- WRITTEN TASK
Extract every line of the items below and reproduce each one word for word, omitting the pictures.

Records:
━━━━━━━━━━━━━━━━━━━━━━━━━━━━━━

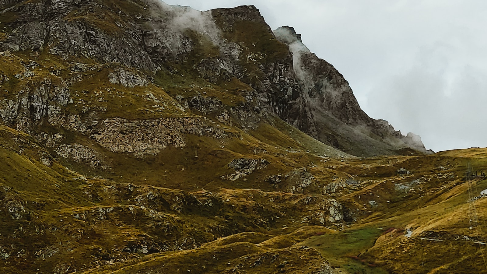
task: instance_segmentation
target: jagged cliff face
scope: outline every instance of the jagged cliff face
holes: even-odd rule
[[[395,251],[445,231],[484,241],[441,220],[464,209],[467,160],[411,156],[419,137],[369,117],[253,6],[0,0],[0,121],[5,273],[333,274],[358,254],[421,272],[451,257],[424,268]],[[453,209],[441,220],[438,197]],[[370,242],[319,247],[356,224]],[[390,227],[416,241],[376,228]]]
[[[232,102],[235,108],[277,115],[353,155],[389,154],[410,146],[424,150],[422,144],[405,142],[387,122],[369,117],[339,73],[305,48],[292,28],[277,30],[276,39],[253,6],[201,12],[137,1],[8,1],[2,5],[7,28],[0,50],[28,52],[31,56],[53,55],[62,62],[73,60],[67,62],[71,72],[67,75],[60,75],[52,65],[45,68],[47,74],[41,78],[33,71],[36,64],[16,72],[20,82],[30,81],[27,85],[33,89],[19,92],[16,100],[4,100],[1,117],[21,130],[31,133],[44,118],[65,125],[69,122],[53,119],[77,117],[70,116],[63,107],[73,101],[67,91],[83,81],[82,73],[99,69],[98,64],[118,63],[126,68],[106,68],[112,83],[130,88],[150,82],[166,84],[166,78],[177,76],[188,81],[198,78],[227,86],[243,98]],[[6,59],[15,58],[4,54]],[[79,58],[96,63],[90,66],[73,61]],[[184,96],[170,92],[170,104],[178,107],[176,96]],[[82,114],[91,117],[79,126],[95,127],[98,121],[94,117],[112,110],[105,107],[85,111]],[[173,111],[167,110],[162,112]]]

━━━━━━━━━━━━━━━━━━━━━━━━━━━━━━

- EXERCISE SOLUTION
task: instance_segmentation
target: jagged cliff face
scope: outline every instance of the jagged cliff face
holes: even-odd rule
[[[395,251],[445,231],[484,241],[441,220],[464,209],[467,160],[411,156],[419,137],[369,117],[253,6],[0,0],[0,121],[5,273],[333,274],[358,254],[421,272],[451,257],[424,268]],[[453,209],[441,220],[438,197]],[[370,242],[319,247],[356,224]],[[390,227],[416,241],[376,228]]]
[[[232,102],[235,108],[277,115],[353,155],[389,154],[410,146],[424,150],[422,144],[405,142],[387,122],[369,117],[339,73],[305,48],[292,28],[277,30],[276,39],[253,6],[201,12],[137,1],[8,1],[2,5],[7,28],[0,50],[28,52],[31,56],[53,55],[62,62],[73,60],[67,62],[71,72],[67,75],[60,75],[52,65],[45,68],[47,74],[41,78],[33,71],[36,64],[16,72],[20,82],[30,81],[27,85],[33,89],[19,92],[16,100],[4,100],[1,117],[21,130],[31,133],[44,118],[65,125],[69,122],[53,119],[77,117],[70,116],[63,107],[73,101],[67,91],[83,81],[82,73],[99,69],[98,64],[118,63],[126,68],[106,68],[112,83],[130,88],[150,82],[166,84],[166,78],[177,76],[188,81],[198,78],[227,86],[243,98]],[[6,59],[15,58],[4,54]],[[79,58],[96,63],[90,66],[73,61]],[[184,96],[170,92],[170,104],[178,107],[176,96]],[[82,114],[91,117],[79,126],[95,127],[98,121],[94,117],[112,110],[105,107],[85,111]],[[173,111],[167,110],[162,112]]]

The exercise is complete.